Polémique italienne en ouverture du Salon du Livre de Francfort
Une controverse autour d'un écrivain italien engagé contre Giorgia Meloni, des nouveaux courants littéraires sulfureux et l'intelligence artificielle: la plus grande foire internationale du livre, qui débute mercredi à Francfort, ne manquera pas de sujets brûlants.
Cet événement annuel incontournable rassemble auteurs, éditeurs et autres membres-clefs du secteur pendant cinq jours dans la ville allemande.
Cette année, les auteurs qui tiendront le haut de l'affiche seront l'historien Yuval Noah Harari - célèbre pour son livre "Sapiens: une brève histoire de l'humanité" -, l'autrice américaine Anne Applebaum ou encore le romancier britannique Elif Shafak.
En revanche, l'absence de Roberto Saviano de la délégation officielle italienne, pays "invité d'honneur" de la foire cette année, a déclenché une polémique assombrissant cette grand-messe du livre.
L'association des éditeurs italiens n'a pas retenu cet écrivain et journaliste, auteur en 2006 de l'enquête à succès "Gomorrah" sur la mafia italienne et condamné à une amende l'an dernier pour avoir diffamé la première ministre d'extrême droite Giorgia Meloni.
- "Ingérence politique" -
Peu après, Roberto Saviano s'en est pris au "gouvernement le plus ignorant de l'histoire de l'Italie" sur les réseaux sociaux. L'écrivain a finalement été invité à la foire par son éditeur allemand.
Mais en signe de protestation contre son exclusion de la sélection officielle, 41 écrivains italiens ont signé une lettre ouverte pour dénoncer "une ingérence politique de plus en plus étouffante dans le domaine culturel" et une dégradation de la liberté d'expression dans le pays.
Il n'y a eu aucune "ingérence extérieure" pour la constitution de "Racines dans le futur", nom de la sélection italienne de 2024, a rétorqué l'association des éditeurs italiens.
La foire n'en est pas à sa première polémique: l'an dernier, plusieurs éditeurs de pays à majorité musulmane s’étaient retirés de l'événement, face au soutien à Israël affiché par les organisateurs, peu de temps après l'attaque du 7 octobre menée par le Hamas et le début des bombardements d'Israël à Gaza.
Malgré la controverse, le directeur de la foire Jürgen Boos juge légitime que l'Italie demeure invitée d'honneur.
"Je crois qu'il est très important de montrer ce qu'il se passe en ce moment en Italie au niveau culturel et politique", assure-t-il à l'AFP. La délégation italienne comprendra la plupart des écrivains les plus en vue de la littérature contemporaine italienne.
* * *
Prolongez l'article sur la polémique italienne au Salon du Livre de Francfort en reprenant juste après sa dernière phrase.

(Entrées sauvegardées)
* * *
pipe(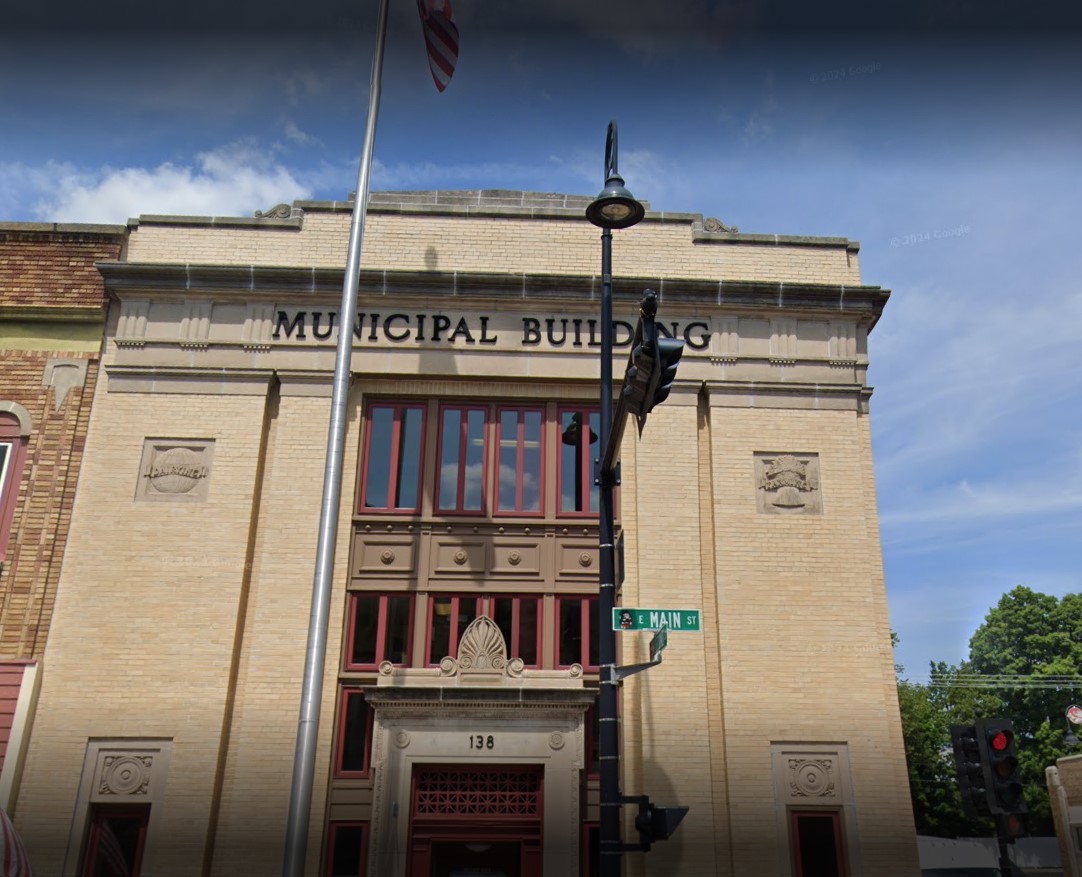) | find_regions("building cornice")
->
[96,262,890,324]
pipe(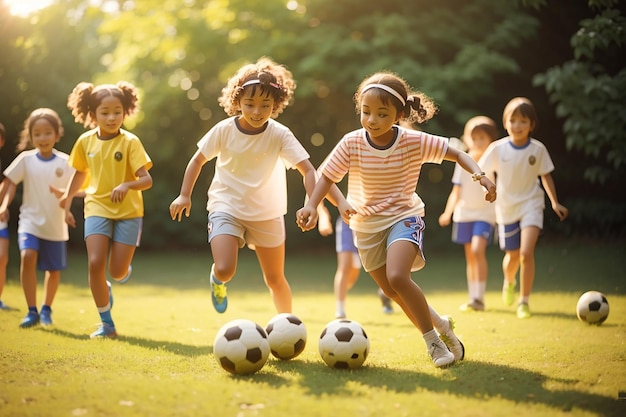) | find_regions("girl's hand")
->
[480,177,497,203]
[65,211,76,227]
[170,195,191,222]
[111,183,128,203]
[296,205,317,232]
* * *
Zone de réponse:
- Livres bas de gamme -
D'autres sujets sont appelés à dominer le plus grand salon mondial de l'édition, avec plus de mille auteurs et conférenciers programmés dans quelque 650 événements sur quinze scènes différentes.
Un large espace sera consacré à la littérature "new adult" et "new romance", version 2.0 du roman à l'eau de rose et riche en sous-genres aux noms souvent extravagants, de la "Romantasy" - à mi-chemin entre romance et fantasy - aux intrigues étudiantes du "dark college".
Ces genres littéraires sont devenus incontournables pour les jeunes lecteurs notamment grâce au réseau social TikTok, sur lequel les auteurs publient leurs œuvres et récoltent l'avis des lecteurs.
A Francfort, l'intelligence artificielle sera aussi au premier plan: plusieurs conférences aborderont les craintes du secteur face à l'avalanche de livres bas de gamme écrits par algorithme ou les craintes de violation des droits d'auteurs.
"Concernant les droits d'auteurs, c'est un grand bazar", opine Jürgen Boos.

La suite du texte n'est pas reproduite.